▶ **OBJETIVO DO EXERCÍCIO**
Renomeie "keypoint" para "marker" em todos os registros abaixo, mantendo todo o resto idêntico. Deixe as imagens de fora da resposta.

Registros extraídos
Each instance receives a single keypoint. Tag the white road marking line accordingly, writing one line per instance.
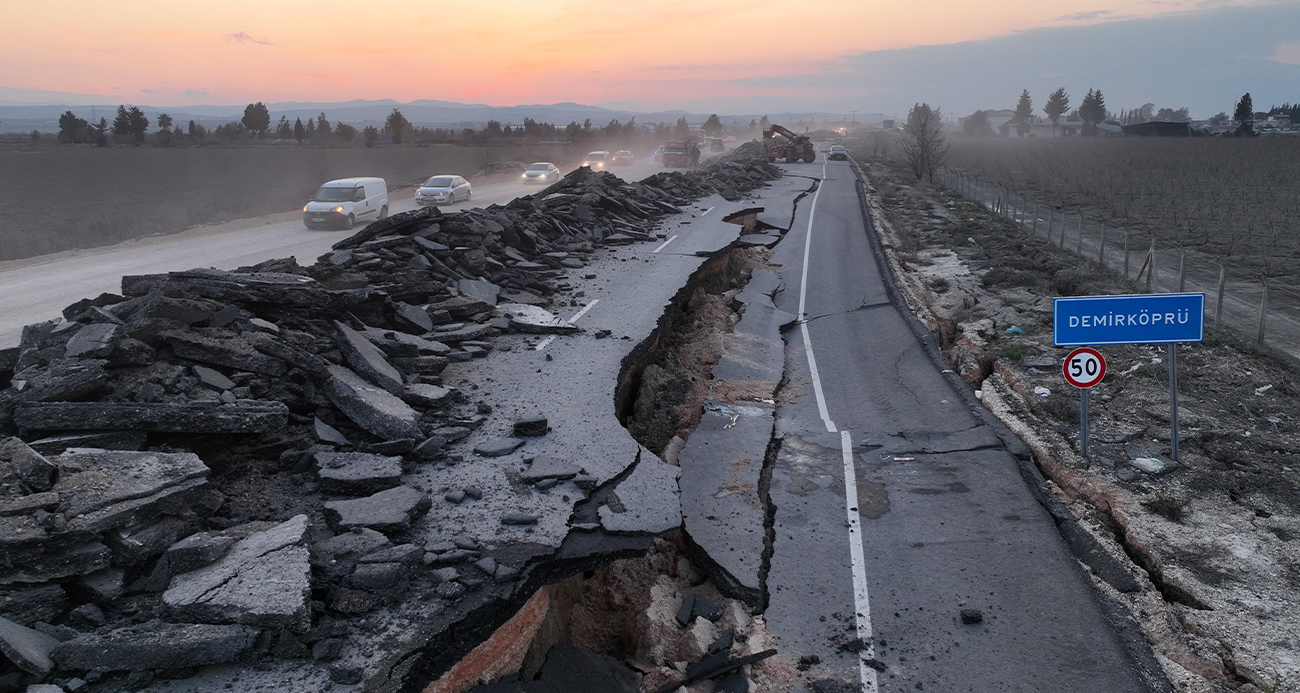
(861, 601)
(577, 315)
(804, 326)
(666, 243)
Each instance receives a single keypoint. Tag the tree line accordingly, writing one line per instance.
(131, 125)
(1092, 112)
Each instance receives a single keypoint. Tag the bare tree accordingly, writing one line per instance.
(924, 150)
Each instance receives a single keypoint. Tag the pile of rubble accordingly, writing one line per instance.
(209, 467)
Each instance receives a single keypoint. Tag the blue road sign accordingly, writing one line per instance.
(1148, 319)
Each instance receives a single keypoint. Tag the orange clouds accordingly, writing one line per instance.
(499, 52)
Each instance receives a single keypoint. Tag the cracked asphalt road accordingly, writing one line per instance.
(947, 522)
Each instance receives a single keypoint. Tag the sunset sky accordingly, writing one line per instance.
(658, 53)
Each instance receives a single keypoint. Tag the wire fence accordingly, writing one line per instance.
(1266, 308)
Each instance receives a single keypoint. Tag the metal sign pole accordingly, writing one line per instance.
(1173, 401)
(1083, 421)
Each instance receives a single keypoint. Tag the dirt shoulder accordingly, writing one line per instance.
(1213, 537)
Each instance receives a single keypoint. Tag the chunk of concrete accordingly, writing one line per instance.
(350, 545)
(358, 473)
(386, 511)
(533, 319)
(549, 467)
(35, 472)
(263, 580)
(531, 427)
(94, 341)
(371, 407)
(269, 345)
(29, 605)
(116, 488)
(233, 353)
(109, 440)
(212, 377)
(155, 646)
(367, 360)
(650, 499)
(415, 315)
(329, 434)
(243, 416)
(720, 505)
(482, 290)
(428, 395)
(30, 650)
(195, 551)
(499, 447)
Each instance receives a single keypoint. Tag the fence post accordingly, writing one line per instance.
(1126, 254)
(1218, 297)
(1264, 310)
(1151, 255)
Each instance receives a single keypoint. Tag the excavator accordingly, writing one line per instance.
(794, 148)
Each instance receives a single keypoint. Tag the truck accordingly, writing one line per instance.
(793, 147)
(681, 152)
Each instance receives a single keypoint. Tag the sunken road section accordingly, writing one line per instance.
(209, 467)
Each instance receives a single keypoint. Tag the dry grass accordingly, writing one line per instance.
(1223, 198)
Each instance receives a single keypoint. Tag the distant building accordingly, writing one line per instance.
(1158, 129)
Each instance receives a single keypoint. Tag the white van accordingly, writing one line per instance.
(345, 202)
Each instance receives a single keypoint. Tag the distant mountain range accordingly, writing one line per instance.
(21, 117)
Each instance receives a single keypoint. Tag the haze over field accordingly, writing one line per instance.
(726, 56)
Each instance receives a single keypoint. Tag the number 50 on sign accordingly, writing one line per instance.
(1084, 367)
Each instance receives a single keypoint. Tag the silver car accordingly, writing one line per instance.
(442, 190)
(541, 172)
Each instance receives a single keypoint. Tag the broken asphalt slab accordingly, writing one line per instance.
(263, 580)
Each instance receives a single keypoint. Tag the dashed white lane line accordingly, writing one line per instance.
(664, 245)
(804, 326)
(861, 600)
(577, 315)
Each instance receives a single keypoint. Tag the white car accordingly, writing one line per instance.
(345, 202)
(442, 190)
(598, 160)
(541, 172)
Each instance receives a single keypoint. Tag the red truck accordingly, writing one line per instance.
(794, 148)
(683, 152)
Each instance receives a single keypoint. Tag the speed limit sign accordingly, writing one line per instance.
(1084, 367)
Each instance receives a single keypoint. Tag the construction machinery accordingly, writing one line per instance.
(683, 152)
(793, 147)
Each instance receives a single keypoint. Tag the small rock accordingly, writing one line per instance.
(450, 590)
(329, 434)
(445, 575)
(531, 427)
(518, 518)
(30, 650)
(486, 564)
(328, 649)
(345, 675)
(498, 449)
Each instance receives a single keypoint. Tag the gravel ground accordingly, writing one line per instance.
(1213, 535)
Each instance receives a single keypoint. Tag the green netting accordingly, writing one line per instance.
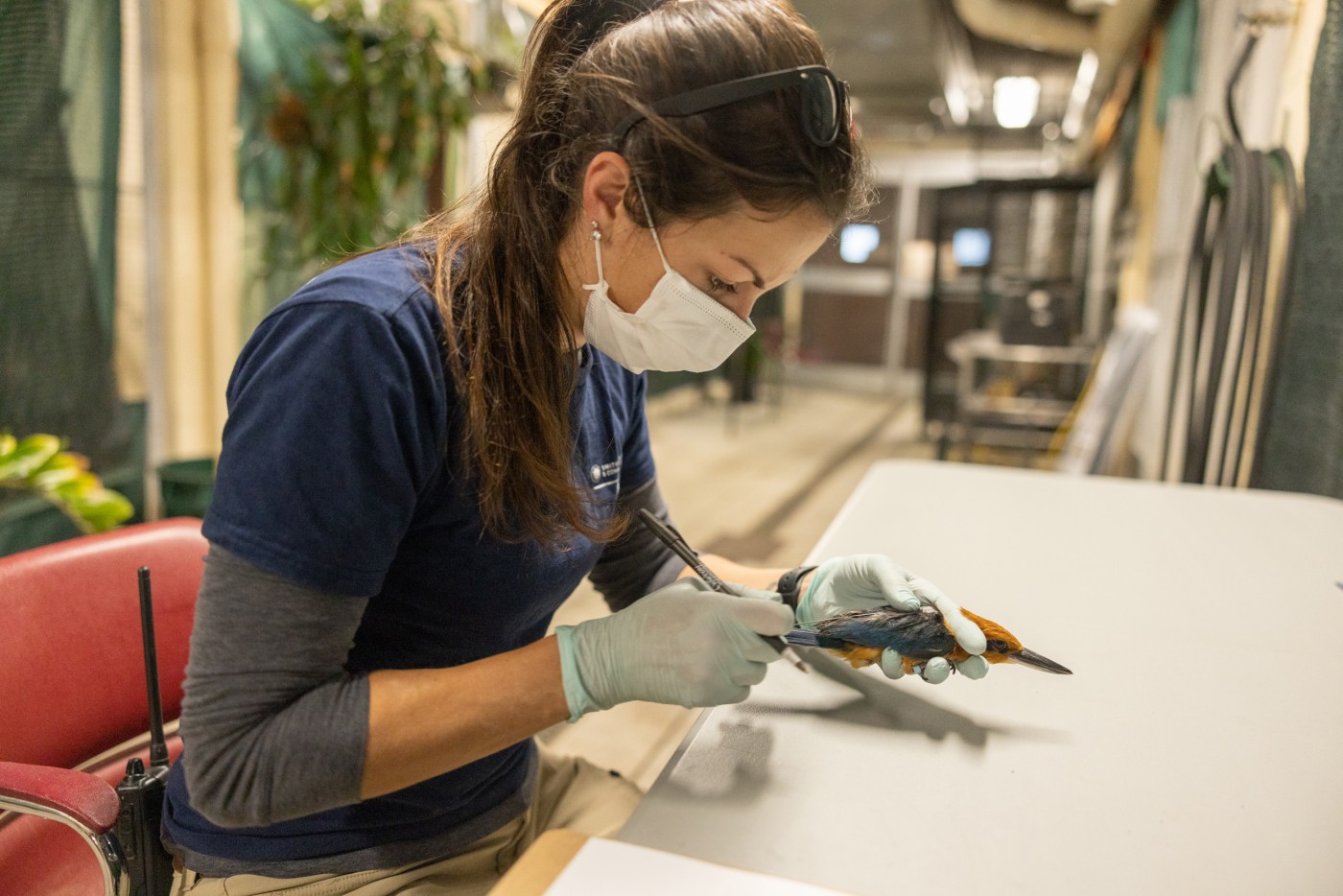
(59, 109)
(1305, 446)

▶ **SAÍDA CORRETA**
Each instance receives a single marker. Tag the white road marking line accordingly, writing one line per instance.
(861, 601)
(577, 315)
(804, 326)
(666, 243)
Each instance receives a single marker. Tag the tree line accordingly, writing one line per instance.
(131, 125)
(1092, 112)
Each instance receives a single marker. Tag the bare tree accordingly, writing one line per instance.
(924, 150)
Each instance receives a single marker. Tag the pile of rubble accordingly, writing one line per instance.
(209, 467)
Each instance receives a single marker. Tag the blue road sign accordingly, writing one line per instance.
(1148, 319)
Each instance receives a single marker. Tag the orange clouds accordingly, writing one line per instance.
(499, 52)
Each instance receives a single marker. Tag the cracked asphalt road accordingly, writing one line per instance.
(947, 522)
Each instance receives a single marker. Tag the sunset sky accordingly, writing one line per instance.
(658, 53)
Each instance receives a single marker. Tag the wire fence accordingly, writing one line per instance.
(1266, 308)
Each instance receives a single marker. Tag the metal sign pole accordingly, writing one line per instance.
(1173, 401)
(1083, 421)
Each instance receives a single marker. Tag the dirt shoulder accordingly, writing one line per instance.
(1213, 537)
Each instance receives a single marker. Tag the chunk of concrete accordingly, writing one line per instance.
(350, 545)
(358, 473)
(386, 511)
(533, 319)
(549, 467)
(35, 472)
(263, 580)
(531, 427)
(94, 341)
(371, 407)
(269, 345)
(29, 605)
(116, 488)
(233, 353)
(109, 440)
(212, 377)
(155, 646)
(367, 360)
(650, 499)
(415, 315)
(329, 434)
(243, 416)
(720, 505)
(482, 290)
(428, 395)
(30, 650)
(195, 551)
(499, 447)
Each instance receives a single marker. Tag the fence post accordingly, writing one line per instance.
(1126, 254)
(1218, 297)
(1264, 310)
(1151, 255)
Each instance receives a single marker. Tag the excavator accordingly, writing one line per instance.
(794, 148)
Each instance receives a single marker. Tag the truck accordingly, writing one line per instance.
(793, 147)
(681, 152)
Each instance receives a single marker. Tag the sunken road section accordingly, writing one line per instance.
(209, 467)
Each instance receives a single marker. Tag the dry grass accordingly, writing one line per instance.
(1223, 198)
Each instance receives a single marker. Tag the distant building accordingly, writing one line per instance.
(1158, 129)
Each instance receives a single marker. Tag the white van accordingly, writing one line per instance.
(345, 202)
Each instance receives a single marker. Tag the distant mountain range accordingly, writing one line per instance.
(21, 117)
Each instance receives a single marker. Tag the haze over field accordingly, writing one line per instance.
(726, 56)
Each instance receives a single marker. Tag the number 50 on sign accordingly, writing one line per instance.
(1084, 367)
Each instance receives a single marker. Tag the silver car accordingly, writing one line per instance.
(442, 190)
(541, 172)
Each instance receives a single marker. Tag the broken asphalt slab accordingly, writing one line per instance.
(263, 580)
Each instance receives a single marker. Tag the dashed white lane line accordingly, writing one line per instance.
(664, 245)
(804, 326)
(861, 600)
(577, 315)
Each instance receives a single marker. Tag the white car accordingly, writing one line per instance.
(345, 202)
(442, 190)
(598, 160)
(541, 172)
Each instance receives a single marker. Tag the red truck accordingly, writing one line per instance.
(794, 148)
(683, 152)
Each instance receives a single marker. Tag the speed limit sign accordingly, writing one line per instance.
(1084, 367)
Each instance receives a single marker. Tag the construction machinery accordingly, writing one line per instance.
(683, 152)
(793, 147)
Each instance receives a single marker. Tag the small rock accordingly, writing one line per instance.
(450, 590)
(329, 434)
(445, 575)
(531, 427)
(518, 518)
(30, 650)
(486, 564)
(328, 649)
(345, 675)
(498, 449)
Each instance receives a single marker. Tag the gravel ground accordingly, writing one line per instance.
(1213, 535)
Each instance receives a single marker. Tag the green netting accordingly, writing one line per instance.
(59, 109)
(1305, 446)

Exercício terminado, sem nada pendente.